* _Short exercise A_
Could you write down, word for word, the part of the BabyBench API page between "render_size (int): The" and "limits in the proprioceptive observation. Default: True.", inclusive?
* _Short exercise B_
Resume the BabyBench API page from its last line, in the same style.

API

This page describes the BabyBench API for its use in the competition. Details about MIMo, MuJoCo, and Gymnasium are not provided here but can be found in their corresponding documentations.

Configuration
Initialization
Scenes
1. Base
2. Crib
3. Cubes
Environments
Sensory observations
Actuation models
Evaluation
1. Training
2. Learned behavior
File structure

Configuration

The list of parameters that can be defined in the configuration files is the following:

save_dir (float): The folder where the training logs will be saved. Defaults: results/test_installation.
behavior (float): The behavior to train. Default: none. Options: none, self_touch, hand_regard.
scene (float): The scene to use in the environment. Default: base. Options: base, crib, cubes.
max_episode_steps (int): The maximum number of steps per episode. Default: 1000.
frame_skip (int): The number of physics steps to perform between actions. Default: 1.
render_size (int): The size of the rendered images. Default: 480.
save_logs_every (int): The number of episodes between saving the training logs. Default: 1000.
proprio_velocity (bool): Whether to use the joint velocity in the proprioceptive observation. Default: True.
proprio_torque (bool): Whether to use the joint torques in the proprioceptive observation. Default: True.
proprio_limits (bool): Whether to use the joint limits in the proprioceptive observation. Default: True.

* _Listed records_

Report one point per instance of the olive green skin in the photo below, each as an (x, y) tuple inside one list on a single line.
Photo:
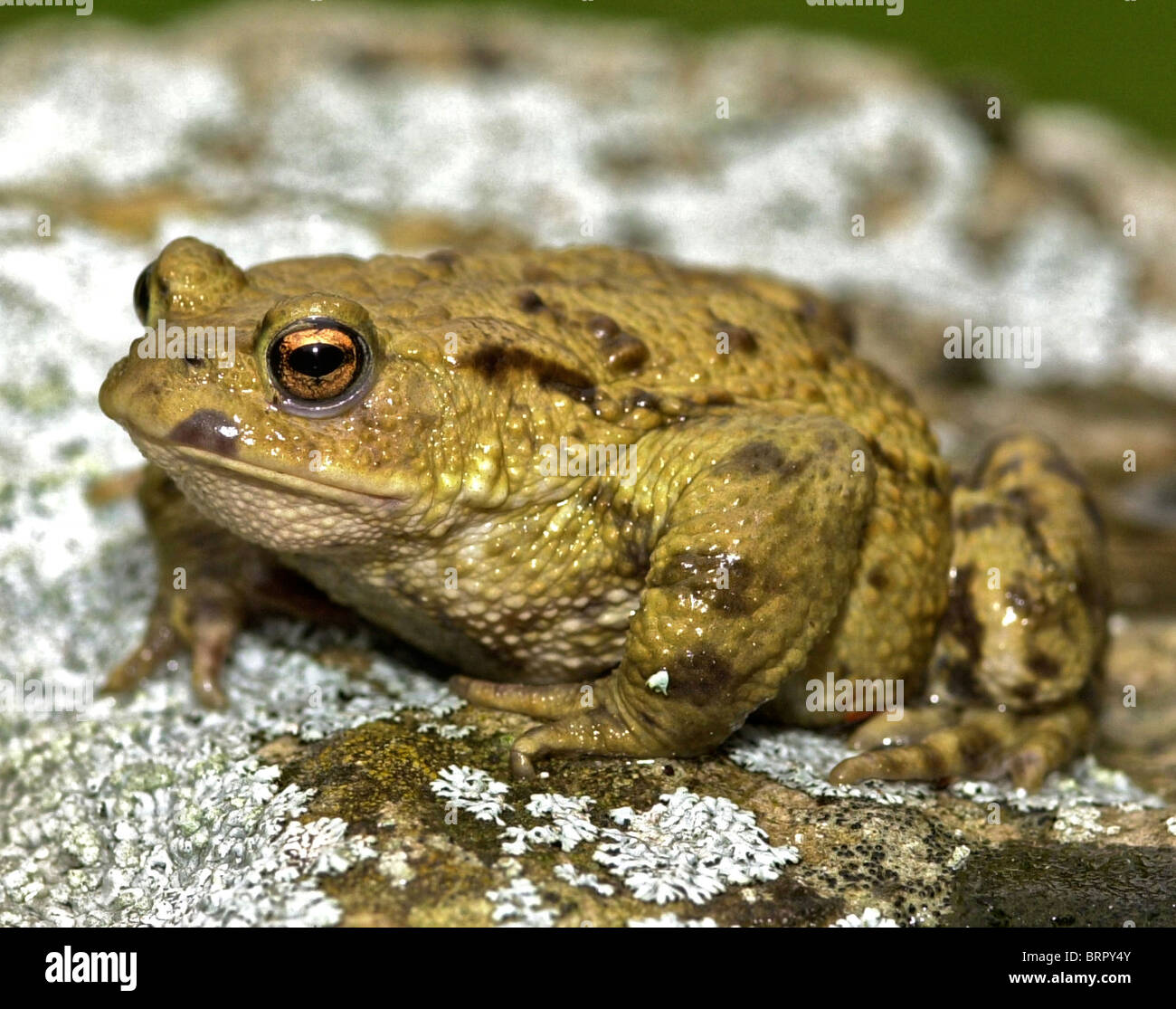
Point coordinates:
[(767, 507)]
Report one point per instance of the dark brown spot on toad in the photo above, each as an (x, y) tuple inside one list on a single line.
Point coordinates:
[(761, 456), (529, 301), (602, 327), (494, 361), (739, 338), (446, 256), (1043, 666), (698, 676), (208, 431), (979, 517), (641, 400), (624, 352), (960, 616)]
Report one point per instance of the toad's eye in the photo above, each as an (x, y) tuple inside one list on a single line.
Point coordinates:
[(318, 362), (142, 293)]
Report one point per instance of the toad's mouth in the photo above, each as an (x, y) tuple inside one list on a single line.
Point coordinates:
[(175, 459)]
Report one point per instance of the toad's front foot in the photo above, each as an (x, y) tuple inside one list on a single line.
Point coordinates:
[(210, 584)]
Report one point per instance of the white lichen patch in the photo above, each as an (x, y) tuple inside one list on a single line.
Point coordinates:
[(670, 919), (574, 878), (520, 906), (689, 847), (802, 760), (471, 790), (446, 731), (118, 823), (870, 918), (959, 856), (569, 824), (1081, 823)]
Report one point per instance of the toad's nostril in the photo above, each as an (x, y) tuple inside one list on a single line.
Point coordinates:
[(210, 431)]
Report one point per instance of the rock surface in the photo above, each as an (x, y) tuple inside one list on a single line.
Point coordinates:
[(346, 785)]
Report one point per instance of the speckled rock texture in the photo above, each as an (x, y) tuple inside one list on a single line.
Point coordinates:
[(346, 785)]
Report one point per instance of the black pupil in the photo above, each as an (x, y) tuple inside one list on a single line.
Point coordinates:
[(142, 294), (317, 360)]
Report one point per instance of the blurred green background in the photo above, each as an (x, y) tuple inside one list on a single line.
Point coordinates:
[(1117, 55)]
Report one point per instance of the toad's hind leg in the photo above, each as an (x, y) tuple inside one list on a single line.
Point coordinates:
[(747, 572), (1022, 636)]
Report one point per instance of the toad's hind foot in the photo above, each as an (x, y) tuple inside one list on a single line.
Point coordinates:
[(980, 745)]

* _Task answer A_
render_size (int): The size of the rendered images. Default: 480.
save_logs_every (int): The number of episodes between saving the training logs. Default: 1000.
proprio_velocity (bool): Whether to use the joint velocity in the proprioceptive observation. Default: True.
proprio_torque (bool): Whether to use the joint torques in the proprioceptive observation. Default: True.
proprio_limits (bool): Whether to use the joint limits in the proprioceptive observation. Default: True.

* _Task answer B_
proprio_actuation (bool): Whether to use the joint actuation in the proprioceptive observation. Default: True.
vestibular_active (bool): Whether to use the vestibular module. Default: True.
vision_active (bool): Whether to use the vision module. Default: True.
vision_resolution (int): The resolution of the vision. Default: 64.
touch_active (bool): Whether to use the touch module. Default: True.
touch_scale (float): The scale factor for the touch sensors. Default: 1.
touch_function (str): The activation function to use for the touch sensors. Default: force_vector. Options: force_vector, force_vector_global, normal_force
touch_response (str): The spread response to use for the touch sensors. Default: nearest. Options: nearest, spread_linear.
touch_hands (bool): Whether to use the touch sensors of the hands. Default: True.
touch_fingers (bool): Whether to use the touch sensors of the fingers. Default: True.
touch_arms (bool): Whether to use the touch sensors of the arms. Default: True.
touch_feet (bool): Whether to use the touch sensors of the feet. Default: True.
touch_legs (bool): Whether to use the touch sensors of the legs. Default: True.
touch_body (bool): Whether to use the touch sensors of the body. Default: True.
touch_head (bool): Whether to use the touch sensors of the head. Default: True.
touch_eyes (bool): Whether to use the touch sensors of the eyes. Default: False.
actuation_model (str): The actuation model to use. Default: spring_damper. Options: spring_damper, muscle, positional.
act_hands (bool): Whether to use the actuation of the hands. Default: True.
act_fingers (bool): Whether to use the actuation of the fingers. Default: True.
act_arms (bool): Whether to use the actuation of the arms. Default: True.
act_feet (bool): Whether to use the actuation of the feet. Default: True.
act_legs (bool): Whether to use the actuation of the legs. Default: True.
act_body (bool): Whether to use the actuation of the body. Default: True.
act_head (bool): Whether to use the actuation of the head. Default: True.
act_eyes (bool): Whether to use the actuation of the eyes. Default: True.
lock_hands (bool): Whether to lock the position of the hands. Default: False.
lock_fingers (bool): Whether to lock the position of the fingers. Default: False.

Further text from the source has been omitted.